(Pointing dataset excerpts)
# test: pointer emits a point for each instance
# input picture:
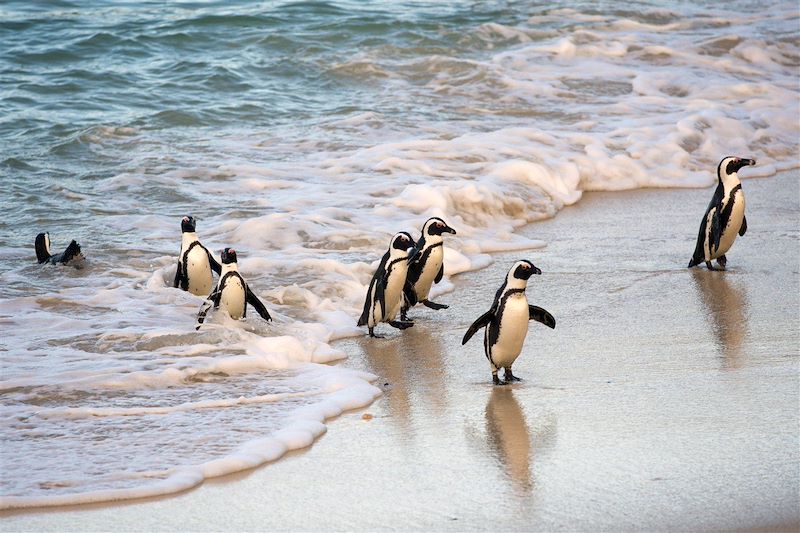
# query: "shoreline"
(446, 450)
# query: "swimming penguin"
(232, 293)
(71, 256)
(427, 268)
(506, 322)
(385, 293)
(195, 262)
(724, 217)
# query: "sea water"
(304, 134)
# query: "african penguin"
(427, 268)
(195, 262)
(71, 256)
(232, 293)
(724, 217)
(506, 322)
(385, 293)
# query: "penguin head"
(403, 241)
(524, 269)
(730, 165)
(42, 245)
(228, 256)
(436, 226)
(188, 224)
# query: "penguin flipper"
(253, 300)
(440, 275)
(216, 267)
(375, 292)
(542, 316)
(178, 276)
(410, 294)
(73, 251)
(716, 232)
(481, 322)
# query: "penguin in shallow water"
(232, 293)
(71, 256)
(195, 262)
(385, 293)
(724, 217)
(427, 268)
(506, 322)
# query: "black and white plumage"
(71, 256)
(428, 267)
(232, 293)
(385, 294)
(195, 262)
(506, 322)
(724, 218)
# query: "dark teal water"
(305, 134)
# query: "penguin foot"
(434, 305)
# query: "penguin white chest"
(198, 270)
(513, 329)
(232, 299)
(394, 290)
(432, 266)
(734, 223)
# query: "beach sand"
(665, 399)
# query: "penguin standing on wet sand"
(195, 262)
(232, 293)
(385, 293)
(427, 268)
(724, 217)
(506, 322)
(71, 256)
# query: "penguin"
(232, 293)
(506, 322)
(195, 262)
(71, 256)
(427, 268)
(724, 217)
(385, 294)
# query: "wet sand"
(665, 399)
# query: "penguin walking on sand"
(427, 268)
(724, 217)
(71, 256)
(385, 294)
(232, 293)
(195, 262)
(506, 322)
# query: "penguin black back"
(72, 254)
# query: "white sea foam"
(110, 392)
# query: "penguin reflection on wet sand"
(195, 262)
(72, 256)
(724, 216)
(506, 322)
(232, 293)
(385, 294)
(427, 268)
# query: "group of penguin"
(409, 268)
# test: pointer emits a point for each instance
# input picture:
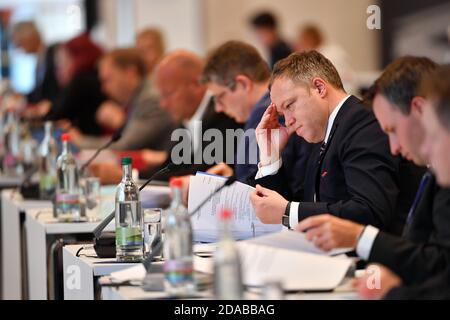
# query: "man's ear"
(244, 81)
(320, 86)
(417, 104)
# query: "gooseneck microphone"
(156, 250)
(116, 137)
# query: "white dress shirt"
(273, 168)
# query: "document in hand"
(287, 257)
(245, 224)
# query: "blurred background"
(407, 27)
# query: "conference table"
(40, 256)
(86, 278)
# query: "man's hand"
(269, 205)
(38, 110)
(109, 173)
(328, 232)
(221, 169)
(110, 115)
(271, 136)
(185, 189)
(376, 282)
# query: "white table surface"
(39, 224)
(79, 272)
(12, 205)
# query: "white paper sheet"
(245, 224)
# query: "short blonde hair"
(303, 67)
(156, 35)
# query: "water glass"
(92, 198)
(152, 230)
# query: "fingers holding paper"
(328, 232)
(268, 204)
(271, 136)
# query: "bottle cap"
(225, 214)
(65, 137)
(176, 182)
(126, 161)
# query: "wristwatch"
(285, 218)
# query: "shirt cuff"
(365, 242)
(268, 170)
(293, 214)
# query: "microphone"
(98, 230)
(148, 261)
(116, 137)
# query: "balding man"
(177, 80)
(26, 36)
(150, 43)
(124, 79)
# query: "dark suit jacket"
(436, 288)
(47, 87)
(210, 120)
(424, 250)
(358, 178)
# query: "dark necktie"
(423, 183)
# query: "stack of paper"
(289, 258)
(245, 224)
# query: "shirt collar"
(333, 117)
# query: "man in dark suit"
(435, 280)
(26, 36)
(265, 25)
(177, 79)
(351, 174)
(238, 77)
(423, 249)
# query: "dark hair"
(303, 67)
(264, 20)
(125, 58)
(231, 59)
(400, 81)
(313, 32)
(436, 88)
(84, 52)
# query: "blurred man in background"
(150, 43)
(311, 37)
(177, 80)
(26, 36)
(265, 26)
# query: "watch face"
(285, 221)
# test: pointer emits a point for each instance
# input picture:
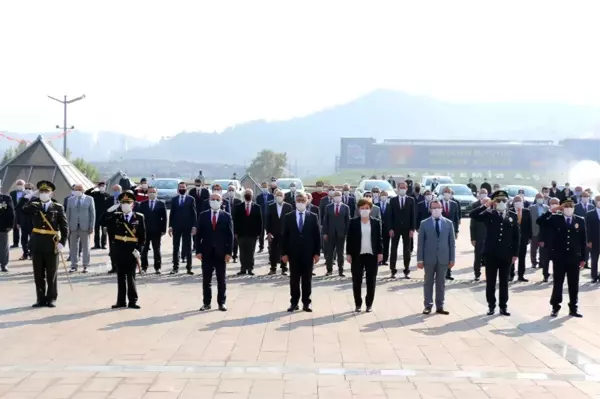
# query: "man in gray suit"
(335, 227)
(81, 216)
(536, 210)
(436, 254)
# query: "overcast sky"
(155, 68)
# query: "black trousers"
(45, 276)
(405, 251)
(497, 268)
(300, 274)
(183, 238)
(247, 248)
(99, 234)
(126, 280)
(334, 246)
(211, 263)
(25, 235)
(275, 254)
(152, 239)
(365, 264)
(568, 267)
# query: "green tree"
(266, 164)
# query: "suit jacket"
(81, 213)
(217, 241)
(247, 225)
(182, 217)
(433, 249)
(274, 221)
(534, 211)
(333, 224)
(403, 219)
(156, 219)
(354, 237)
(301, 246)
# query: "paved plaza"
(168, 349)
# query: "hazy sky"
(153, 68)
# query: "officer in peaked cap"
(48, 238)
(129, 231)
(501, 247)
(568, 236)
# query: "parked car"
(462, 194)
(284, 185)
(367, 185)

#### What is required:
Transcribe the records word for word and include no pictures.

#### Answer to the task:
# test: pointer emits a point for each instance
# input picture:
# query: "shoreline"
(446, 450)
# query: "swimming penguin"
(232, 293)
(71, 256)
(427, 268)
(506, 322)
(385, 293)
(195, 262)
(724, 217)
# query: "sea water"
(304, 134)
# query: "african penguin"
(427, 268)
(195, 262)
(71, 256)
(232, 293)
(724, 217)
(506, 322)
(385, 293)
# query: "penguin head"
(403, 241)
(524, 269)
(730, 165)
(42, 245)
(228, 256)
(436, 226)
(188, 224)
# query: "penguin flipper"
(253, 300)
(440, 275)
(216, 267)
(375, 292)
(542, 316)
(178, 276)
(410, 294)
(73, 251)
(716, 232)
(481, 322)
# query: "penguin in shallow water"
(232, 293)
(71, 256)
(195, 262)
(385, 293)
(724, 217)
(427, 268)
(506, 322)
# query: "black and white plumage"
(71, 256)
(428, 267)
(232, 293)
(385, 294)
(195, 262)
(506, 322)
(724, 218)
# query: "dark teal water"
(305, 134)
# query: "penguin foot"
(434, 305)
# query: "penguin white chest"
(198, 270)
(513, 329)
(232, 299)
(394, 290)
(432, 266)
(734, 223)
# query: "beach sand"
(665, 399)
# query: "penguin standing on wet sand"
(195, 262)
(232, 293)
(385, 293)
(427, 268)
(724, 217)
(506, 322)
(71, 256)
# query: "penguin"
(232, 293)
(506, 322)
(195, 262)
(71, 256)
(427, 268)
(724, 217)
(385, 294)
# query: "wet sand"
(665, 399)
# query: "penguin walking on sand"
(427, 268)
(724, 217)
(71, 256)
(385, 294)
(232, 293)
(195, 262)
(506, 322)
# query: "penguin black back"
(72, 254)
# query: "white sea foam"
(110, 392)
# query: "penguin reflection on wet sand"
(195, 262)
(72, 256)
(724, 216)
(506, 322)
(232, 293)
(385, 294)
(427, 268)
# query: "group of penguin"
(409, 268)
# test: pointer emits a point for each instance
# input picture:
# query: "man's ear"
(244, 81)
(320, 86)
(417, 104)
# query: "gooseneck microphone"
(156, 250)
(116, 137)
# query: "white dress shirt"
(273, 168)
# query: "document in hand"
(287, 257)
(245, 224)
# query: "blurred background"
(407, 27)
# query: "conference table"
(40, 256)
(86, 278)
# query: "man's hand"
(269, 205)
(38, 110)
(109, 173)
(328, 232)
(221, 169)
(110, 115)
(271, 136)
(185, 189)
(376, 282)
# query: "white table surface"
(39, 224)
(79, 272)
(12, 205)
# query: "white paper sheet"
(245, 224)
# query: "short blonde hair"
(303, 67)
(156, 35)
# query: "water glass"
(92, 198)
(152, 230)
# query: "fingers holding paper"
(328, 232)
(268, 204)
(271, 136)
# query: "bottle cap"
(225, 214)
(65, 137)
(176, 182)
(126, 161)
# query: "wristwatch"
(285, 218)
# query: "shirt cuff"
(365, 242)
(268, 170)
(293, 214)
# query: "microphone"
(98, 230)
(148, 261)
(116, 137)
# query: "balding man"
(177, 80)
(26, 36)
(150, 43)
(124, 79)
# query: "dark suit jacket"
(436, 288)
(47, 87)
(210, 120)
(424, 250)
(358, 178)
# query: "dark necktie"
(423, 183)
# query: "stack of paper"
(289, 258)
(245, 224)
# query: "shirt collar"
(333, 117)
# query: "man in dark suit"
(435, 280)
(26, 36)
(265, 25)
(177, 79)
(351, 174)
(238, 77)
(423, 249)
# query: "dark hair"
(303, 67)
(264, 20)
(125, 58)
(231, 59)
(400, 81)
(313, 32)
(436, 88)
(84, 52)
# query: "blurred man in background"
(150, 43)
(311, 37)
(177, 80)
(26, 36)
(265, 26)
# query: "watch face"
(285, 221)
# test: pointer emits a point for each instance
# input picture:
# query: "man in gray suit"
(335, 227)
(81, 216)
(536, 210)
(436, 254)
# query: "overcast sky"
(155, 68)
# query: "black trousers"
(45, 276)
(405, 251)
(497, 268)
(300, 274)
(183, 238)
(247, 248)
(99, 234)
(126, 280)
(334, 246)
(211, 263)
(25, 235)
(275, 254)
(152, 239)
(365, 264)
(568, 267)
# query: "green tree"
(266, 164)
# query: "suit jacket"
(81, 213)
(217, 241)
(247, 225)
(182, 217)
(433, 249)
(274, 221)
(534, 211)
(333, 224)
(403, 219)
(156, 219)
(354, 237)
(301, 246)
# query: "paved plaza"
(168, 349)
# query: "hazy sky"
(153, 68)
# query: "officer in peaked cap"
(48, 238)
(129, 231)
(501, 247)
(568, 236)
# query: "parked car"
(462, 194)
(284, 185)
(367, 185)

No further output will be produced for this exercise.